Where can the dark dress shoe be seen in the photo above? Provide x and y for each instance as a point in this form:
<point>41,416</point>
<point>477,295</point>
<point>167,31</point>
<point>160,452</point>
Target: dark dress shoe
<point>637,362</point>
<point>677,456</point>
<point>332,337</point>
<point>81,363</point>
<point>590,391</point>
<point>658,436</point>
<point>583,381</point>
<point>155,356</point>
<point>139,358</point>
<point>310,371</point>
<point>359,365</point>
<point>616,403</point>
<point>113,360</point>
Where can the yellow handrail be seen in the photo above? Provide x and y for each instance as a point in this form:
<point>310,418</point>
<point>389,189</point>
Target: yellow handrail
+===+
TASK TO CARRY OUT
Copy out the items above word for word, from their first line up to and including the line containing "<point>658,436</point>".

TASK RESULT
Where can the dark dress shoe be seen in the photo above? Provide x and y for each instance as a point in this form:
<point>41,416</point>
<point>477,295</point>
<point>167,31</point>
<point>160,452</point>
Target: dark dress shoe
<point>637,362</point>
<point>677,456</point>
<point>332,337</point>
<point>81,363</point>
<point>590,391</point>
<point>658,436</point>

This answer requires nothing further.